[BEGIN Material supplied]

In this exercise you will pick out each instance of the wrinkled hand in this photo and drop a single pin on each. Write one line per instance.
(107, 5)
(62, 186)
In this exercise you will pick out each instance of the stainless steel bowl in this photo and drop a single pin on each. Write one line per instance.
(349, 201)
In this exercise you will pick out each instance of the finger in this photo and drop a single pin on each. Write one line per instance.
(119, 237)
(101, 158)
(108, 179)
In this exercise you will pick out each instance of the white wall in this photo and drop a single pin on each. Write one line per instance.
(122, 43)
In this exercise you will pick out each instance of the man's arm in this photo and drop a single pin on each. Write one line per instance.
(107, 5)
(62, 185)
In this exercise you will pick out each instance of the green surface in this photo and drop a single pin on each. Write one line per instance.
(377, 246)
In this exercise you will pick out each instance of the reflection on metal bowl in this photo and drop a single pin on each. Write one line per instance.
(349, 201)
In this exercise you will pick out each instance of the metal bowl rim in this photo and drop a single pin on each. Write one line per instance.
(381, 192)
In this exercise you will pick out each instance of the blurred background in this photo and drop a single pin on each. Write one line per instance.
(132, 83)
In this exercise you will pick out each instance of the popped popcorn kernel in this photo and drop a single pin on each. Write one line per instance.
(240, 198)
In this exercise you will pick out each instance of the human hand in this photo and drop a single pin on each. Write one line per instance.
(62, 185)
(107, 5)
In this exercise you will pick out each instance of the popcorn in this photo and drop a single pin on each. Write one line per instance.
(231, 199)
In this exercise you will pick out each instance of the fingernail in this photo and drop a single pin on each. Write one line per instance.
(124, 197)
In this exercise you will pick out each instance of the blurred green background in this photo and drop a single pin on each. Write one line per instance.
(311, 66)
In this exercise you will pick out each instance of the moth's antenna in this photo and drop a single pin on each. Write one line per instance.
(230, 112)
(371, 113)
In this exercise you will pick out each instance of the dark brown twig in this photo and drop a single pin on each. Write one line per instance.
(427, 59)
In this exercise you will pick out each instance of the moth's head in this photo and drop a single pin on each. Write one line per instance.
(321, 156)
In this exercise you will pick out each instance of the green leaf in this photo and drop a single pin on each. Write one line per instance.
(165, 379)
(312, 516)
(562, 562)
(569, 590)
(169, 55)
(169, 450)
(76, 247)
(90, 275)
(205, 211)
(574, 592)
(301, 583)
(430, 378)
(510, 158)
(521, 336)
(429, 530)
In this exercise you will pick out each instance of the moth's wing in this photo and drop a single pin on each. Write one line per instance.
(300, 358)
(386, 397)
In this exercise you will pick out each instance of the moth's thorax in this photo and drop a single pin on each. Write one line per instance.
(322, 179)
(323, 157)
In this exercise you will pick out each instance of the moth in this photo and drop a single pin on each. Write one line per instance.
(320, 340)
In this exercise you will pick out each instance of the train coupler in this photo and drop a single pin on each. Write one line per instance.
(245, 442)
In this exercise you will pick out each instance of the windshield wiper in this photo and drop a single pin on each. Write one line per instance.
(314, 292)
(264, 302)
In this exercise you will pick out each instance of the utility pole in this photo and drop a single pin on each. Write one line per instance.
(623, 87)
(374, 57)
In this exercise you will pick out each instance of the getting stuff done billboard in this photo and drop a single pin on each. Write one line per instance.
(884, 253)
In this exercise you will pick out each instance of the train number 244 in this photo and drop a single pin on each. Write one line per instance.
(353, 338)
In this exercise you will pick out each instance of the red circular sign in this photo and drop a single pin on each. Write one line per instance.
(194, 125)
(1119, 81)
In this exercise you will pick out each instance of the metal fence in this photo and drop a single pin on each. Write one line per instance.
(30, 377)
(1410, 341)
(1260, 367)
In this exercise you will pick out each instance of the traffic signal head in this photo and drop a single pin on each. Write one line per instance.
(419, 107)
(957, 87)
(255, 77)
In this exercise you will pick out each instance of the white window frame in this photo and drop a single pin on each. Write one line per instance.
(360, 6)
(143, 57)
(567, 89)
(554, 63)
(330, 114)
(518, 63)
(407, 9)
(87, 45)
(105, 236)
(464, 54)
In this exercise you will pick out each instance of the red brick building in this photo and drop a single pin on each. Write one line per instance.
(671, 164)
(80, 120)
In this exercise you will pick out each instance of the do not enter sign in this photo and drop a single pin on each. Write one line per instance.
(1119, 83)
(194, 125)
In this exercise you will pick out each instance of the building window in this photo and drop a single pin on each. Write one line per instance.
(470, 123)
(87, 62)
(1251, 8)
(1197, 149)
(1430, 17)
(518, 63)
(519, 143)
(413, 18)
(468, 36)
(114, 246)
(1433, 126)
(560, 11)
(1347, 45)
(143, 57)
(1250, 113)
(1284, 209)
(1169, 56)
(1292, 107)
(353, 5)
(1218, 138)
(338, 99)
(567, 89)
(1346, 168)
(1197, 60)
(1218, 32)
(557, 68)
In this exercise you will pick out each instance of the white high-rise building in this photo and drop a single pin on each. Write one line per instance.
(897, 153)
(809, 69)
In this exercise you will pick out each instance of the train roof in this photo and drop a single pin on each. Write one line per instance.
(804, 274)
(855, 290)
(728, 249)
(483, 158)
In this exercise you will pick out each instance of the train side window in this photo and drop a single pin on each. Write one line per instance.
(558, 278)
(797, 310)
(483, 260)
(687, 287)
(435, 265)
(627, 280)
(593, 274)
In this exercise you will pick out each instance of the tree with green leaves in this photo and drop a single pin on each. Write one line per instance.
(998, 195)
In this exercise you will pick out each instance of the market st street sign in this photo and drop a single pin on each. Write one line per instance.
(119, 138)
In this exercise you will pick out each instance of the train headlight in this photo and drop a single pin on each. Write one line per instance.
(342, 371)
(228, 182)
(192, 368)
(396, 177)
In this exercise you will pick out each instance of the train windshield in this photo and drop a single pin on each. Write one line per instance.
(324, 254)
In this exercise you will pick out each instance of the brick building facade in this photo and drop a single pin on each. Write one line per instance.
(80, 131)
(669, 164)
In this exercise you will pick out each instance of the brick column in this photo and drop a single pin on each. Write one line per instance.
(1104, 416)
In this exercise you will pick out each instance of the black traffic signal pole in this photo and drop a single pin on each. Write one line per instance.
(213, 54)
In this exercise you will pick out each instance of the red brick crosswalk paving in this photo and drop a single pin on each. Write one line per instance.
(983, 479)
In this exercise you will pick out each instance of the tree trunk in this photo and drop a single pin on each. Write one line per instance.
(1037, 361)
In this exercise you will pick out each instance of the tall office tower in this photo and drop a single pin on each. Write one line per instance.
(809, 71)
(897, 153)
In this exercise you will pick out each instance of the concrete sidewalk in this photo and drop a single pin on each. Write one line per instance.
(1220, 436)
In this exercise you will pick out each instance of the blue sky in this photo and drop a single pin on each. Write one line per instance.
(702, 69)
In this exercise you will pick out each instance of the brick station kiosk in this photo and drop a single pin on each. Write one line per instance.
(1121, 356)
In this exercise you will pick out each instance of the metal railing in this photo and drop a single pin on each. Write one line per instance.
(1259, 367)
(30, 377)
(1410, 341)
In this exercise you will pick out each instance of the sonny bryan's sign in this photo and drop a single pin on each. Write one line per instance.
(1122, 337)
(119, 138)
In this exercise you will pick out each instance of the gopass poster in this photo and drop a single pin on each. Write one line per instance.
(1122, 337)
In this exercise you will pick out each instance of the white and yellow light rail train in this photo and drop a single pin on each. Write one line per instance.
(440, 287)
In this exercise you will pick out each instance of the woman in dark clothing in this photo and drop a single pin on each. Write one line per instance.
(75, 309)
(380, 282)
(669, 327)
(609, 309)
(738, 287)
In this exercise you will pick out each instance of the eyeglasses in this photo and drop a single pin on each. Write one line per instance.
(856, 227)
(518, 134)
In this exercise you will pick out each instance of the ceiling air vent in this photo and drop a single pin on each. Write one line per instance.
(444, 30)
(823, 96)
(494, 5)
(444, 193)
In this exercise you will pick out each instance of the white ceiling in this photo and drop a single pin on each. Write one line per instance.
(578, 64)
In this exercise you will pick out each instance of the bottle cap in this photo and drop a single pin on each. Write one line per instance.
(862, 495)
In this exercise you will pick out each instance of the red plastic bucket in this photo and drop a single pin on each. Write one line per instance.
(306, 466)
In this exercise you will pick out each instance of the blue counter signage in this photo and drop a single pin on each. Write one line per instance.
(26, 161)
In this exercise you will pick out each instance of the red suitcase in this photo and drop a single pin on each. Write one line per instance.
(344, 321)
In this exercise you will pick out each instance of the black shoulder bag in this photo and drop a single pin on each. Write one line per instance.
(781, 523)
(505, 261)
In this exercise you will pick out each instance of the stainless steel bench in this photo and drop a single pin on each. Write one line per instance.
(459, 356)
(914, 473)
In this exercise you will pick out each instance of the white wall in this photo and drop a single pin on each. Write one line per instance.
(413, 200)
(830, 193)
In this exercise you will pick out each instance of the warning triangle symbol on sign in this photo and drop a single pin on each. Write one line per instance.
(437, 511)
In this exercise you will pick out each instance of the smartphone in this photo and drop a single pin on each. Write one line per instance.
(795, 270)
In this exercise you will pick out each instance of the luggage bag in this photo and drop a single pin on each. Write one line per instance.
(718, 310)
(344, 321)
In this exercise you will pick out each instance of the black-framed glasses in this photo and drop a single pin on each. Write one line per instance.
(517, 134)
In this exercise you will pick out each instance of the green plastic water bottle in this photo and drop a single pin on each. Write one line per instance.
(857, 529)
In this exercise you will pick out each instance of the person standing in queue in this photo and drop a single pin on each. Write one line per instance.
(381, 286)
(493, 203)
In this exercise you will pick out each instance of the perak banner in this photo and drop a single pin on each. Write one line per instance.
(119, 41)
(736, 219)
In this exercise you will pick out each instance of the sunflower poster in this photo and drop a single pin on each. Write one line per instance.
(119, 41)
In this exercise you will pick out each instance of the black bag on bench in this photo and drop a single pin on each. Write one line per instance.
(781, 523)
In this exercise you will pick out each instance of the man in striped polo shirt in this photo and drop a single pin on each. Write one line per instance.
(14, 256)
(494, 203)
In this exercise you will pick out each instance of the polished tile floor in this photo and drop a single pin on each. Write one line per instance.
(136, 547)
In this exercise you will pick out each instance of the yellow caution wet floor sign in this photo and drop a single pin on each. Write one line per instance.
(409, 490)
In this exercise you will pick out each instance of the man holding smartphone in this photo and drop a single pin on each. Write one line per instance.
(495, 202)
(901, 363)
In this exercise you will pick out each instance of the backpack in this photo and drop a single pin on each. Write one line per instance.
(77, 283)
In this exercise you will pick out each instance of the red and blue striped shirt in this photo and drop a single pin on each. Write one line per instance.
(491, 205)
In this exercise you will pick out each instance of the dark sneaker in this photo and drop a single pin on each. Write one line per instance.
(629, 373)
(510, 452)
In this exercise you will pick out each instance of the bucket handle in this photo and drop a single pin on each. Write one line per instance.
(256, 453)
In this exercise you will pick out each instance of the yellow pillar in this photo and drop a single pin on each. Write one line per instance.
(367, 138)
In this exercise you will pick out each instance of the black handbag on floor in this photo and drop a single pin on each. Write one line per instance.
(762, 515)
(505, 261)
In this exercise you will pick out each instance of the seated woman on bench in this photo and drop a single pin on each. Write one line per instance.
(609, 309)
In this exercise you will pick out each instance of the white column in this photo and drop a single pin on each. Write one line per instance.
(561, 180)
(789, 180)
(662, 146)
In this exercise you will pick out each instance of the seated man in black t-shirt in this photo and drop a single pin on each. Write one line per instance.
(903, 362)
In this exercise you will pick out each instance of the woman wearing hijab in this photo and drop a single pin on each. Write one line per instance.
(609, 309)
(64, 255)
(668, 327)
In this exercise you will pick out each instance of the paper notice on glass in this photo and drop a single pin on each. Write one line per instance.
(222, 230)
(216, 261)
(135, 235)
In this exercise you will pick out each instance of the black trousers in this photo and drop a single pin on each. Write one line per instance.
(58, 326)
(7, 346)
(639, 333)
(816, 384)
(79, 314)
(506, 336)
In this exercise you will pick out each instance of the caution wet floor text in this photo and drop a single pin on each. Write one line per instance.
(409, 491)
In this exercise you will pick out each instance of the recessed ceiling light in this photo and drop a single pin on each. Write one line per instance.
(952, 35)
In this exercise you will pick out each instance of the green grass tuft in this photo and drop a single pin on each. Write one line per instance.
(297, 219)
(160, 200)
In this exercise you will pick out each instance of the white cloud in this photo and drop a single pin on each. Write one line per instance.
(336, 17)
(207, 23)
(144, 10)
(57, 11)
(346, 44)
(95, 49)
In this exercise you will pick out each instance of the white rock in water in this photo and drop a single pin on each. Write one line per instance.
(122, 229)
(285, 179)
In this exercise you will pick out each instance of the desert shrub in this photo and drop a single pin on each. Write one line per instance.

[END Material supplied]

Given task
From the line containing "of the recessed" down to the last line, reproduce the records exactly. Include both ends.

Task output
In this exercise you will pick out each instance of the recessed ceiling light in this photo and drop a single pin on each. Write one line per instance.
(952, 35)
In this exercise you will pick out each instance of the green grass tuft in this photo and drop a single pin on each. Write one line per instance.
(297, 219)
(160, 200)
In this exercise you will pick out each instance of the white cloud in this photo and drop a single pin on each. Write one line per instance.
(336, 17)
(207, 23)
(144, 10)
(57, 11)
(346, 44)
(95, 49)
In this exercise you will pick out each instance of the white rock in water in this photo and drop a single pin on each. Write one line per instance.
(122, 229)
(285, 179)
In this exercise you will pick out each instance of the desert shrub in this photo and drop a single pin on each. Write one line per instance.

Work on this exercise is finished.